▸ The problem: No pictures go into the output, which should consist only of the lines from the first line of the data through the line with "mark: the parka fur-trimmed hood", copied exactly.

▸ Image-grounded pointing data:
---*---

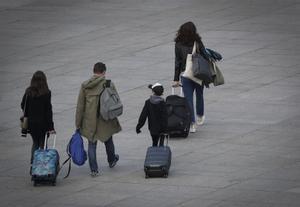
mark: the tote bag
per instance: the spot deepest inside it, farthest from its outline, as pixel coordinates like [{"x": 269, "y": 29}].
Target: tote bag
[
  {"x": 188, "y": 72},
  {"x": 219, "y": 78}
]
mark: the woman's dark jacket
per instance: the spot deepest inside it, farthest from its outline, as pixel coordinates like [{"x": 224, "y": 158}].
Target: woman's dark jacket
[
  {"x": 156, "y": 112},
  {"x": 181, "y": 52},
  {"x": 39, "y": 111}
]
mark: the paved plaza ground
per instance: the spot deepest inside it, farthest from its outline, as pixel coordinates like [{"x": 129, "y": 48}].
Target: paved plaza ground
[{"x": 247, "y": 154}]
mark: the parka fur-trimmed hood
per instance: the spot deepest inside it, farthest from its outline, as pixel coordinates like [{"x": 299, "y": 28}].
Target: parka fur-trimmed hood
[{"x": 93, "y": 127}]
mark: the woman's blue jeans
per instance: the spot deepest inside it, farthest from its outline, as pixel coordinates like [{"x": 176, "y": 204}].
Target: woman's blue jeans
[
  {"x": 110, "y": 152},
  {"x": 188, "y": 87}
]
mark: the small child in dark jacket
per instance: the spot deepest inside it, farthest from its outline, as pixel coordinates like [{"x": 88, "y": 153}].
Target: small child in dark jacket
[{"x": 155, "y": 110}]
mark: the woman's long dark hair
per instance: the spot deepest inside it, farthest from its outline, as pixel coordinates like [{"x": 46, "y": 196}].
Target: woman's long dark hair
[
  {"x": 38, "y": 85},
  {"x": 187, "y": 34}
]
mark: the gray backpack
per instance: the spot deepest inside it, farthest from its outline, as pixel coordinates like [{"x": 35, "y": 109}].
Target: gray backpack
[{"x": 110, "y": 105}]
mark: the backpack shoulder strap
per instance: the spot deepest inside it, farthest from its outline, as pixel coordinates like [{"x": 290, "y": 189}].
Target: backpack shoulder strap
[{"x": 107, "y": 83}]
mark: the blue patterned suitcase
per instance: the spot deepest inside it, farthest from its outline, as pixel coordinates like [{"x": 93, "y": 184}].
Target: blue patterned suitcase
[{"x": 45, "y": 165}]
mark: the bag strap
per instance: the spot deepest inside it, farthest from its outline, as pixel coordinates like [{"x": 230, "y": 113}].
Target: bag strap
[
  {"x": 105, "y": 85},
  {"x": 68, "y": 159},
  {"x": 194, "y": 48},
  {"x": 25, "y": 104}
]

---*---

▸ Response to the task:
mark: the tote bag
per instance: the spot deepest inside it, farthest from its outline, as pixel coordinates like [{"x": 269, "y": 29}].
Target: tote bag
[
  {"x": 188, "y": 72},
  {"x": 219, "y": 78}
]
mark: the woman's dark jacket
per instance: the spot deepest inside it, farthest from its outline, as pixel coordinates like [{"x": 224, "y": 158}].
Target: woman's dark jacket
[
  {"x": 156, "y": 112},
  {"x": 181, "y": 52},
  {"x": 39, "y": 111}
]
mark: the paved plaza ground
per instance: the spot deepest inside it, farthest from its outline, as pixel coordinates like [{"x": 129, "y": 48}].
Target: paved plaza ground
[{"x": 247, "y": 154}]
mark: the parka fur-trimmed hood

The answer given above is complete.